§ **ABOUT THIS EXERCISE**
Repeat only what runs from the line with "98L318 207L416 182L343" through the last line of the data below, both included, keeping every word as it is and leaving out the pictures.

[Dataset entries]
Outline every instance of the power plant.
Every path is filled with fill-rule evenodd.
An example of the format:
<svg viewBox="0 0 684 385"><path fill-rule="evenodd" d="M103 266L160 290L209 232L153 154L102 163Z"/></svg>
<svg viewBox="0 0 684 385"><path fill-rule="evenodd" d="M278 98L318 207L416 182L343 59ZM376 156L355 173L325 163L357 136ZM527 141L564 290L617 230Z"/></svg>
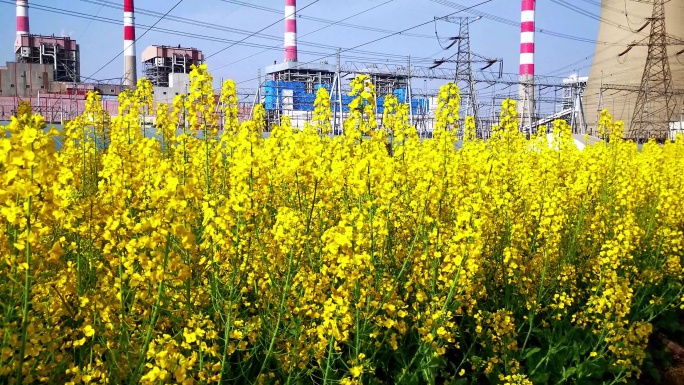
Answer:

§ **YOUR RESPONSE**
<svg viewBox="0 0 684 385"><path fill-rule="evenodd" d="M278 98L318 207L416 182L343 59ZM376 156L355 173L325 163L357 136ZM527 141L564 290L617 230Z"/></svg>
Answer:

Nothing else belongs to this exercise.